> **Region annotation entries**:
* begin *
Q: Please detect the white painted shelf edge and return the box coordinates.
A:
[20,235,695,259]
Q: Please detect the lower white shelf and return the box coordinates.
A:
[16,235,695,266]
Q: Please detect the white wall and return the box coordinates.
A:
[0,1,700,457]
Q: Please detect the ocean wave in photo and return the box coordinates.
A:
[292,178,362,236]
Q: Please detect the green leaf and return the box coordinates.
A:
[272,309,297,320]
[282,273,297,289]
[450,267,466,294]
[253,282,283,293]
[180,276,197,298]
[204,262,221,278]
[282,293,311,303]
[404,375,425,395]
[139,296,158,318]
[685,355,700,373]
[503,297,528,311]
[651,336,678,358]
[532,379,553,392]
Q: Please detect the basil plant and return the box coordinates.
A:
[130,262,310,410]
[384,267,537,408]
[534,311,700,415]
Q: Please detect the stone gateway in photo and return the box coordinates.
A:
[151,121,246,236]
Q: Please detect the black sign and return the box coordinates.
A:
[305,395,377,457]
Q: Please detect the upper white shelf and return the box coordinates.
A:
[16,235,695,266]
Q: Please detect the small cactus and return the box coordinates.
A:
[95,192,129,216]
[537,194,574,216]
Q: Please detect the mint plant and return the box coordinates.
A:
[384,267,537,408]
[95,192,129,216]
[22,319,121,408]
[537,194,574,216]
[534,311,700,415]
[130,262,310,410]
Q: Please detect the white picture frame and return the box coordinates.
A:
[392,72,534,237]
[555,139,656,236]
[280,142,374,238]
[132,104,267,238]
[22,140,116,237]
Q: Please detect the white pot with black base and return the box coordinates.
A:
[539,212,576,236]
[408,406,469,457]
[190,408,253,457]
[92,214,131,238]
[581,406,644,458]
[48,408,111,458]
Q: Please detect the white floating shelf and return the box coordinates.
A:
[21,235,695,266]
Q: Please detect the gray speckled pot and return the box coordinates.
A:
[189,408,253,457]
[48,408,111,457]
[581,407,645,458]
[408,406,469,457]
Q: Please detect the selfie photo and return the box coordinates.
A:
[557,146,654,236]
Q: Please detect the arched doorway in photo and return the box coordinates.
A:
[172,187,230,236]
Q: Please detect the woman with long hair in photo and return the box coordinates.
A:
* end *
> **STATED TASK**: Rewrite the records above with each "Please detect" switched to "Please locate", keeping everything else unchanged.

> **ANSWER TO THIS PROBLEM**:
Q: Please locate the white painted shelf edge and return the box coordinates.
A:
[20,235,695,259]
Q: Please locate the lower white shelf and return the box coordinates.
A:
[16,235,695,266]
Q: Please locate the white wall and return the box coordinates.
A:
[0,1,700,457]
Q: Please locate the ocean wave in photo and return the box coordinates.
A:
[292,178,362,236]
Q: Please locate the green leaf and return the box coordinates.
A:
[272,309,297,320]
[282,273,297,289]
[450,267,466,294]
[253,282,283,293]
[180,276,197,298]
[204,262,221,278]
[282,293,311,303]
[404,375,425,395]
[139,296,158,318]
[685,355,700,373]
[503,297,528,311]
[651,336,678,358]
[532,379,553,392]
Q: Please locate the basil plant and return the box coordinates.
A:
[130,262,310,410]
[384,267,537,408]
[534,311,700,415]
Q: Please locate the stone gateway in photo and return the box coordinates.
A:
[151,121,246,236]
Q: Please locate the black sign and return the box coordinates.
A:
[305,395,377,457]
Q: Please locate the upper white shelf and return the box coordinates.
A:
[16,235,695,266]
Q: Please locate the small cactus and return the box coordinates.
A:
[95,192,129,216]
[537,194,574,216]
Q: Please locate the mint plant and return the box coordinates.
A:
[384,267,537,408]
[95,192,129,216]
[22,319,121,408]
[537,194,574,216]
[534,311,700,415]
[130,262,310,410]
Q: Please locate the white picture frame and return the box coordinates.
A:
[392,72,534,237]
[555,139,656,236]
[280,142,374,238]
[132,104,267,238]
[22,140,116,237]
Q: Please locate the white pot with black base and return the box coordinates.
A:
[539,212,576,236]
[408,406,469,457]
[190,408,253,457]
[92,214,131,238]
[581,406,644,458]
[48,408,111,458]
Q: Please locate the white floating shelf and return the box coordinates.
A:
[21,235,695,266]
Q: Please locate the gray speckled pot and return the box coordinates.
A:
[189,408,253,457]
[48,408,111,457]
[581,407,645,458]
[408,406,469,457]
Q: Please locate the selfie photo and return the box coordinates.
A:
[557,146,654,236]
Q: Please locate the arched doorway in photo and return the box coordinates.
A:
[172,187,230,236]
Q: Please locate the woman with long hair in photo and return the box coordinates.
A:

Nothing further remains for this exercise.